Rewrite the lines as a numbered list without any blank lines, beginning with the line that has "blue wooden cross in the photo above." and ending after the line that has "[[158, 610], [420, 291]]". Include only those lines.

=== Source data ===

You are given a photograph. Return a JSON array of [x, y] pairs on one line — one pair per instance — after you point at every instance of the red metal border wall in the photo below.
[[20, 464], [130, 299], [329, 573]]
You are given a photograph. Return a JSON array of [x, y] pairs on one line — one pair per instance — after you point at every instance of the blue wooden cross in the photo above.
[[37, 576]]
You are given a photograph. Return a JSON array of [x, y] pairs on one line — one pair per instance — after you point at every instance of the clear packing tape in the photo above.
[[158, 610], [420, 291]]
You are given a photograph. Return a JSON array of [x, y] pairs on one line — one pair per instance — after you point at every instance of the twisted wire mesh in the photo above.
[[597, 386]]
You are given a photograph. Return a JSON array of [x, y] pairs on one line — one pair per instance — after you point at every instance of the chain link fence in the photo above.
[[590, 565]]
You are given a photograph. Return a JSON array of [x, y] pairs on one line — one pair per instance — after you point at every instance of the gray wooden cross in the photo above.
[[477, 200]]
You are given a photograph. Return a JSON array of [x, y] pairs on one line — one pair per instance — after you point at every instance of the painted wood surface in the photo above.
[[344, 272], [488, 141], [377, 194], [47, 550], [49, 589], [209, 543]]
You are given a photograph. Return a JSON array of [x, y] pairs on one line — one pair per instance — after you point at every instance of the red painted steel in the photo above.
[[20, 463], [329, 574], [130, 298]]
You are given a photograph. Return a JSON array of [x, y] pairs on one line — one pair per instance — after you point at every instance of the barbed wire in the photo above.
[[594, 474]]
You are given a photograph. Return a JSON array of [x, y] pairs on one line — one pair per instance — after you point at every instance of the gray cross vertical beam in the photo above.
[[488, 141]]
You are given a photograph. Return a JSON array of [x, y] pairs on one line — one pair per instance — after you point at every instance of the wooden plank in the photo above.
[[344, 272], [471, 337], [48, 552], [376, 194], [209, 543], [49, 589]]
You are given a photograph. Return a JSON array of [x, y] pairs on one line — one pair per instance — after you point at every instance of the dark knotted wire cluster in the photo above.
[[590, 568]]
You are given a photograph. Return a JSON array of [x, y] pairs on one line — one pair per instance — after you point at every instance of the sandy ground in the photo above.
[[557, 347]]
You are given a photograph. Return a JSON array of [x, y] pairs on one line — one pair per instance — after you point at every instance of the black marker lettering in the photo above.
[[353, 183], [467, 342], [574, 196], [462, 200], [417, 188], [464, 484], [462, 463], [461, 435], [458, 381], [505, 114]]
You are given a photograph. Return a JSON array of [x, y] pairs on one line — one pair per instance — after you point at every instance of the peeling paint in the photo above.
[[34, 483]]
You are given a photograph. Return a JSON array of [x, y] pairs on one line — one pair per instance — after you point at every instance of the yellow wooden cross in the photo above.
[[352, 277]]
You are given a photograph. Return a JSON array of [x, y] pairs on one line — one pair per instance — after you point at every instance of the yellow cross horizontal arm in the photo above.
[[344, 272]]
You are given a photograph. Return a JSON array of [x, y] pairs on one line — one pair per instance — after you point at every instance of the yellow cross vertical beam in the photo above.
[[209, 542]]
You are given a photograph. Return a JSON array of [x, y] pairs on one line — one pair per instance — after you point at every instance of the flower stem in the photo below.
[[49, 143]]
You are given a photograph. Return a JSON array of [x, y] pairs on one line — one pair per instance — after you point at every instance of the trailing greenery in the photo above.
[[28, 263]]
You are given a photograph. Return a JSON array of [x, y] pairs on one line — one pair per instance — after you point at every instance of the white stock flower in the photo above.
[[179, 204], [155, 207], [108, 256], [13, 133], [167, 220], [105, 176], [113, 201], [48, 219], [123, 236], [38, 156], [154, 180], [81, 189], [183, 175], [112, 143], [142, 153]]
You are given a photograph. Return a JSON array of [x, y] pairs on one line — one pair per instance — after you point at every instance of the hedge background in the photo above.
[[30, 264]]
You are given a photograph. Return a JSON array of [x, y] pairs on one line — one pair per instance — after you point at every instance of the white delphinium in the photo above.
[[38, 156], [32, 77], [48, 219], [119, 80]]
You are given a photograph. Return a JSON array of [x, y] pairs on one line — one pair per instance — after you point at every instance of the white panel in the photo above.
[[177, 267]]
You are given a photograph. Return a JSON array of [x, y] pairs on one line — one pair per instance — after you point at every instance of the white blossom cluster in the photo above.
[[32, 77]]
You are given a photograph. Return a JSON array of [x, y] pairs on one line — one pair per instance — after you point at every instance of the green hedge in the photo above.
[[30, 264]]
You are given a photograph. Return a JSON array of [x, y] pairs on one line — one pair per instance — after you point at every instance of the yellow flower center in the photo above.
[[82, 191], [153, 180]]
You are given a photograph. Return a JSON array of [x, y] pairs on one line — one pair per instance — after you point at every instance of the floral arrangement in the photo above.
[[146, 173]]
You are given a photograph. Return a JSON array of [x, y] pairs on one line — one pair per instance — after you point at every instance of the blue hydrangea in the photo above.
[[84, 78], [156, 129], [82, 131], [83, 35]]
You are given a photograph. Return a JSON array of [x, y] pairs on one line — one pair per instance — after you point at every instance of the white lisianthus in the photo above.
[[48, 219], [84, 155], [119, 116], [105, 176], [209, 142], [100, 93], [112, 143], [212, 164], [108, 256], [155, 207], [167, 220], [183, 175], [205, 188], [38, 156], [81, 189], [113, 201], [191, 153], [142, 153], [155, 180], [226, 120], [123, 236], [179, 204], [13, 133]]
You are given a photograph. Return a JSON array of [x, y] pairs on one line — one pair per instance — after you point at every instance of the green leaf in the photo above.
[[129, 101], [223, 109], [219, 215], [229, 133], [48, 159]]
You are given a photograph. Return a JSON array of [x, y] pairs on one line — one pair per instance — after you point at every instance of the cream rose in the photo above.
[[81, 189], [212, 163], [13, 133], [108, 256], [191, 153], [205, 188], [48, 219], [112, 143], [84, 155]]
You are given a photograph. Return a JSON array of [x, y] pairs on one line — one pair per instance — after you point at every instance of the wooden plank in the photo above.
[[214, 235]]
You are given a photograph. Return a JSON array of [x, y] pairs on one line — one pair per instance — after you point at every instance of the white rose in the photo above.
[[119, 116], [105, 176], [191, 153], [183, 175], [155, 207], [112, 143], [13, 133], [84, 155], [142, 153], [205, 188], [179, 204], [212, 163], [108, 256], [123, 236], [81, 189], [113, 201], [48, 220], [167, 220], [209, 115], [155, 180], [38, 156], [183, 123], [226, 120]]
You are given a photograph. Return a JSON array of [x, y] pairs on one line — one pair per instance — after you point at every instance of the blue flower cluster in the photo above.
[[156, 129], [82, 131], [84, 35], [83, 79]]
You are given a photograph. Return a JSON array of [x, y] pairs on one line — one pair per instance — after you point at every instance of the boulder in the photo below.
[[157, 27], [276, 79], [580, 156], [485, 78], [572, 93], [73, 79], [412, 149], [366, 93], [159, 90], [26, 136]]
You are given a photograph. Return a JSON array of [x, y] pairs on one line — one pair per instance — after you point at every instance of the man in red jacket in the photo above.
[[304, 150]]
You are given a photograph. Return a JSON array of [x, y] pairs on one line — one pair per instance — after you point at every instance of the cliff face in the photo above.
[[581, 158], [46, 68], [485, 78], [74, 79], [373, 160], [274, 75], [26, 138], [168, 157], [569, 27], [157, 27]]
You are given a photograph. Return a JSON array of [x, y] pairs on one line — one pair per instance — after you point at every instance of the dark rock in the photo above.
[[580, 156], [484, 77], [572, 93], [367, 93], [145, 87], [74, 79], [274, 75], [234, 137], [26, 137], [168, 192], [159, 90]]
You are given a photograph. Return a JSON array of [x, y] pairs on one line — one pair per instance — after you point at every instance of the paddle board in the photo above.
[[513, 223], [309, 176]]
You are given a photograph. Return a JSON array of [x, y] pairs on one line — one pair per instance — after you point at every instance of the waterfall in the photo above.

===

Solution to this exercise ::
1. You are given a photograph. Return a JSON array of [x, y] pairs on one line — one pair per instance — after you point at every instance of the blue wooden cross in the photo above.
2. [[37, 576]]
3. You are given a photograph. Return a JSON array of [x, y] pairs on one line — one pair per instance — after you point at every instance of the clear packing tape in the photo above.
4. [[158, 610], [420, 291]]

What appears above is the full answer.